_OBJECTIVE:_ Identify each line below that contains the word "woman", and copy every such line.

_Data drawn from a collection:_
* BEGIN *

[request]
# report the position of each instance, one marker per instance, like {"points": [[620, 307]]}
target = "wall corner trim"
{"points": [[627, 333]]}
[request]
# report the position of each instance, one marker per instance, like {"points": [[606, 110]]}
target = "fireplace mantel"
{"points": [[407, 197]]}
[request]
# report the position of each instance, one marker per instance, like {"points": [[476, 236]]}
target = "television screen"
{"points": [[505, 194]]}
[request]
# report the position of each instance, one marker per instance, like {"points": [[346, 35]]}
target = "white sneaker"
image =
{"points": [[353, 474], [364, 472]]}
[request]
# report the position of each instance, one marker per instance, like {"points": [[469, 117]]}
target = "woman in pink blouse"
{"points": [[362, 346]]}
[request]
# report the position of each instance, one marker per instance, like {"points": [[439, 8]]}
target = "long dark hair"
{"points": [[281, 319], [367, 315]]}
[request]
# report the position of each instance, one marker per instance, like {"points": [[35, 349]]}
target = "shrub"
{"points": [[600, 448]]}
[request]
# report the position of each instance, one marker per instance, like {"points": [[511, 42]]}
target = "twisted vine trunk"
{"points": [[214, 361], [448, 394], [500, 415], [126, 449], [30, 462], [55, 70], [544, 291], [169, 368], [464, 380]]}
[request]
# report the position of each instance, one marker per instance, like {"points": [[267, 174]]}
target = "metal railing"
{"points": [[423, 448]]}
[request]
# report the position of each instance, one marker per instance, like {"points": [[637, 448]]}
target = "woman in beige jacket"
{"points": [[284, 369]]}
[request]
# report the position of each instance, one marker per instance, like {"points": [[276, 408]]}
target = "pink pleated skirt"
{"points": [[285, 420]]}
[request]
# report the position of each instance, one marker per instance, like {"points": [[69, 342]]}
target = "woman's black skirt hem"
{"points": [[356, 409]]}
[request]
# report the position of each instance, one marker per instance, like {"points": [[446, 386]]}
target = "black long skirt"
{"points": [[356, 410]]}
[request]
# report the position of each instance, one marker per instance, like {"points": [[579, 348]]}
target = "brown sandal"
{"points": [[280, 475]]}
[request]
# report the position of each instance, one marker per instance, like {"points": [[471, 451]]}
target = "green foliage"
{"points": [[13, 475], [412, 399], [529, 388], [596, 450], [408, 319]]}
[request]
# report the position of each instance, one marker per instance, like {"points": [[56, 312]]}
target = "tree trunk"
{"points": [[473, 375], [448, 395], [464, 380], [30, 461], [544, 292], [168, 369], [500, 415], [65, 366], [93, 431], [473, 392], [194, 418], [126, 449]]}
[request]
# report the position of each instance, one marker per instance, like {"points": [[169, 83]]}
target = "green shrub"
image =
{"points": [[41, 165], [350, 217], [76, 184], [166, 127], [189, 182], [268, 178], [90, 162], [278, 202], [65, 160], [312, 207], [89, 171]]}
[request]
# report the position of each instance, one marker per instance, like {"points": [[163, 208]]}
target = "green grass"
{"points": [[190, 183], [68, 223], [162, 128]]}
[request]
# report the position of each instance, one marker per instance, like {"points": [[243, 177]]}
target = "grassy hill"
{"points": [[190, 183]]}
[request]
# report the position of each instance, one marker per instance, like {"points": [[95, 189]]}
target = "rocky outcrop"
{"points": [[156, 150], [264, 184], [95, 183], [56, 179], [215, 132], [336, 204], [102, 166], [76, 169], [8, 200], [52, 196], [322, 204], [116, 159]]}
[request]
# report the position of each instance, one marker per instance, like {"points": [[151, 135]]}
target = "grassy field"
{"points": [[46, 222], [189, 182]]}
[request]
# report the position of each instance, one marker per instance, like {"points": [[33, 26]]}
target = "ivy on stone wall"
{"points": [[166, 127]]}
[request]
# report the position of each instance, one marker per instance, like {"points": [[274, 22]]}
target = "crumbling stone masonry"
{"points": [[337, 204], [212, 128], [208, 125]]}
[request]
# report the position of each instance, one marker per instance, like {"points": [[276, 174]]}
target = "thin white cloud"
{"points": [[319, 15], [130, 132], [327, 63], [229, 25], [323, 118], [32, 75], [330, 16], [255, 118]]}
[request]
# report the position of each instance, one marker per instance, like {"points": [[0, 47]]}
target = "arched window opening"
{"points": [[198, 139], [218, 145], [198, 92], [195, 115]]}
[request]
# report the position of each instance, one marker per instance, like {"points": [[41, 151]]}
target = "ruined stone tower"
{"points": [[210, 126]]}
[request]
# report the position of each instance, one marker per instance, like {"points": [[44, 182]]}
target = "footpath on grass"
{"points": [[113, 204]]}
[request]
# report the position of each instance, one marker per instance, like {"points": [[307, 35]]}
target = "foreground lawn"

* END *

_FINISHED EXERCISE:_
target = "woman in pink blouse"
target = "woman in beige jacket"
target = "woman's black skirt hem"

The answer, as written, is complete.